** start TEXT PASSAGE **
Stefan Kober (TUM, AdONE): "Optimal Placement of Recharging Infrastructure for Electric Vehicles in the Urban Environment"
In recent years, there were various governmental efforts to promote electric vehicles in order to cut (local) emissions in the transport sector. In particular in the urban environment, the recharging cycle for those vehicles cannot be compared to the traditional refueling methods in the private transport sector - thus, the placement of charging infrastructure is a wide open field of research that has attracted a lot of attention from various perspectives. Based on these initial studies, both national and international governments have passed directives on a targeted size of charging infrastructure. We want to try and validate these numbers by using a new approach on calculating the required amount of charging stations in the urban context. Therefore, we develop an agent-based approach for solving this problem for both big cities and a large penetration rate of electric vehicles. In this way we simulate the entire population of a city and take the exact individual charging demand into account.
By combining real world data from openstreetmaps with state-of-the-art generated agent data for a German city, we aim to provide both a non-trivial bound on the size of the required public charging infrastructure and additional estimates on the distribution and placement of the charging stations.
** end TEXT PASSAGE **
Answer these questions using the abstract on placing charging stations for electric vehicles:
(a) What did governments aim to cut by promoting electric vehicles?
(b) What kind of approach do the authors develop to calculate the required number of charging stations?
(c) Which source of real-world data is combined with generated agent data?
** start DATA RECORDS **
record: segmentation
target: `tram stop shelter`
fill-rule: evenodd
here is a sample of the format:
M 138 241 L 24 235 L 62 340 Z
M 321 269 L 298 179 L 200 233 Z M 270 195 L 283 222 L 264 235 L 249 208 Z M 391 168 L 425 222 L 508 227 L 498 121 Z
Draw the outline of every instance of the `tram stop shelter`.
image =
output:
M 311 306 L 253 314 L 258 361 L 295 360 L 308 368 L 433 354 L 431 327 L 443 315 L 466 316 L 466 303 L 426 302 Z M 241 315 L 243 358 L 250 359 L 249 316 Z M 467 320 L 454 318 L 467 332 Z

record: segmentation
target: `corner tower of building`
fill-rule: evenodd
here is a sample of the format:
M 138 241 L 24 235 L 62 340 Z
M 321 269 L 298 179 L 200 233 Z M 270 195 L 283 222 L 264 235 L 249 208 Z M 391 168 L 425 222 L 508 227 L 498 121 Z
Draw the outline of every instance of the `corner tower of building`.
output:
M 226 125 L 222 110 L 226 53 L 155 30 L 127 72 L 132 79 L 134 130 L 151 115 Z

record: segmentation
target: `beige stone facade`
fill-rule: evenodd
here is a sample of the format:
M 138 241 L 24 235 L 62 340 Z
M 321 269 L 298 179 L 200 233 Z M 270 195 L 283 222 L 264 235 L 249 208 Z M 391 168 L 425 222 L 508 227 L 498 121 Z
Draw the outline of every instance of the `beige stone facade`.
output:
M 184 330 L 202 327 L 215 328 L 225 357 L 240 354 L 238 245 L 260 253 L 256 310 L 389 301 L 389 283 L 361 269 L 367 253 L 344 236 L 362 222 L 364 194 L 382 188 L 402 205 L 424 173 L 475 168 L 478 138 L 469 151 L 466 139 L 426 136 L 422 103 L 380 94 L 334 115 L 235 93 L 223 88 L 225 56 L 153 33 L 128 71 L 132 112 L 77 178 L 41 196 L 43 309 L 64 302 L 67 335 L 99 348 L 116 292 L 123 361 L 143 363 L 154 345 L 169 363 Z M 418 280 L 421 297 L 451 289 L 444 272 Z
** end DATA RECORDS **
● WRITTEN SOLUTION
(a) Local emissions in the transport sector.
(b) An agent-based approach.
(c) OpenStreetMap data.